*** Opening of RECORDS SHOWN ***

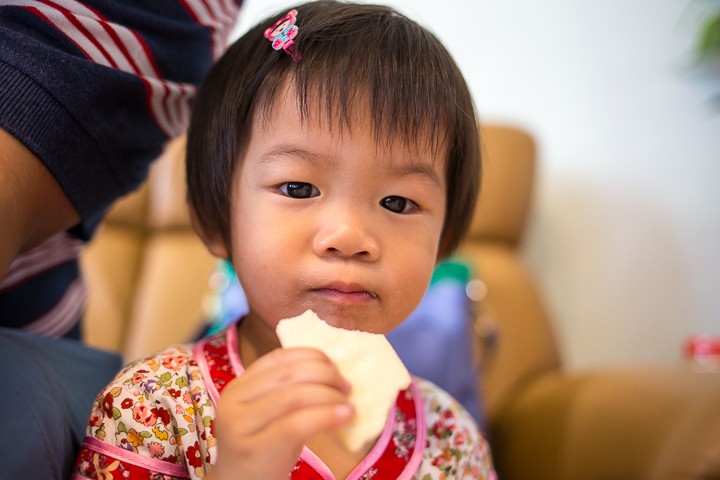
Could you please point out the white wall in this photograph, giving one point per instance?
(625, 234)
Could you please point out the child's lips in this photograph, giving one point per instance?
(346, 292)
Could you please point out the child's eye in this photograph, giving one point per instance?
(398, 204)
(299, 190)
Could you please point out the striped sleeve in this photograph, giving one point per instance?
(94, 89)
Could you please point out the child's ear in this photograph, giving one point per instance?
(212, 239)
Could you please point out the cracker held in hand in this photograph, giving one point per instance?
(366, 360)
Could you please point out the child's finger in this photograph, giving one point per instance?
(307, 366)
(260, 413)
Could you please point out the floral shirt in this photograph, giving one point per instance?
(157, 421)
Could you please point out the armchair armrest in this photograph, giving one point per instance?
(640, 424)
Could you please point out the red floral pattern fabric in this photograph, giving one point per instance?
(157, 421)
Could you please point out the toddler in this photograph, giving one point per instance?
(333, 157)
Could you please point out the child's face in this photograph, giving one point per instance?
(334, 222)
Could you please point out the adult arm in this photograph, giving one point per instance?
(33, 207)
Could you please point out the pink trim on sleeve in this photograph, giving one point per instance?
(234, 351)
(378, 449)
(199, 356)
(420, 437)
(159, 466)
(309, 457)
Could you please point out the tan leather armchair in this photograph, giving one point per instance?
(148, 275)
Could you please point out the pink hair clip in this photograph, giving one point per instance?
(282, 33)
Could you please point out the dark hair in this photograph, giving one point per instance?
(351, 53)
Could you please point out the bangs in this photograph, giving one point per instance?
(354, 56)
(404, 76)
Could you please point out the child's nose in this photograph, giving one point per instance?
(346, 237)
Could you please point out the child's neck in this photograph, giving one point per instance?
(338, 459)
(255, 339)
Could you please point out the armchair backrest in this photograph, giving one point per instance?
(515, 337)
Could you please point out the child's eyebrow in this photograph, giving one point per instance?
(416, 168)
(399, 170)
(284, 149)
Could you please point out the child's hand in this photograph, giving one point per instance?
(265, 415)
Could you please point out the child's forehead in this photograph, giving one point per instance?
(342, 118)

*** Close of RECORDS SHOWN ***

### [WORK REQUIRED]
Every line above should be returned word for word, with the pictures left behind.

### [ANSWER BOX]
Could you please point out the white wall in this photograph, giving one point per instance?
(625, 234)
Could you please point out the child's lips in this photograph, giving one point per instance?
(346, 292)
Could you please point out the child's eye in this photograph, giving one point per instance?
(398, 204)
(299, 190)
Could you please point out the striped sleeve in this photograph, giving one point per instance?
(94, 89)
Could you please point out the child's ear in this photograph, giving one point per instance?
(212, 239)
Could you please point out the cracker held in hand in this photograph, giving one point per instance?
(366, 360)
Could you please point out the child's finger in this photograph, giving one point per instance?
(307, 366)
(260, 413)
Could you please point out the floral shirt in this photograph, giving one point per instance?
(157, 421)
Could you please point out the armchair armrest in this photograph, giving one point per instance?
(640, 424)
Could you please point out the red floral pattern fabric in this photograph, giving one point per instance?
(157, 421)
Could you please point out the toddler in this photograph, giving one point per instance?
(333, 157)
Could you please point out the child's face in this photograph, giving one point per instance?
(334, 222)
Could you please point out the adult arm in this photograph, giving one point per instance?
(33, 207)
Could you please point out the pink trim on sleeve in this photograph, giving one point per instance?
(234, 351)
(378, 449)
(199, 356)
(420, 437)
(159, 466)
(309, 457)
Could you please point out the tan leather armchair in this photograph, giving one point per instance?
(148, 275)
Could you please point out the pink hair clip in this photograph, giving one point per instance?
(282, 33)
Could you please point out the dark hair in this photograph, giving one point per instance?
(351, 53)
Could you please point out the bangs in this photograph, giving one point per instance?
(354, 56)
(404, 76)
Could you please point out the child's nose in this photograph, giving one point per instance?
(346, 237)
Could you please point out the child's neck in this photograph, giving one point per instance?
(338, 459)
(255, 339)
Could you please point out the armchair backrest in this photograph, giving one point per instance?
(515, 337)
Could you please point out the child's eyebrow in this photograph, giving one point per instance?
(416, 168)
(399, 170)
(284, 149)
Could you please point out the child's hand in this photograph, giving one point per instance?
(265, 415)
Could you please point out the child's forehead in this photograph, giving one point per instance?
(342, 118)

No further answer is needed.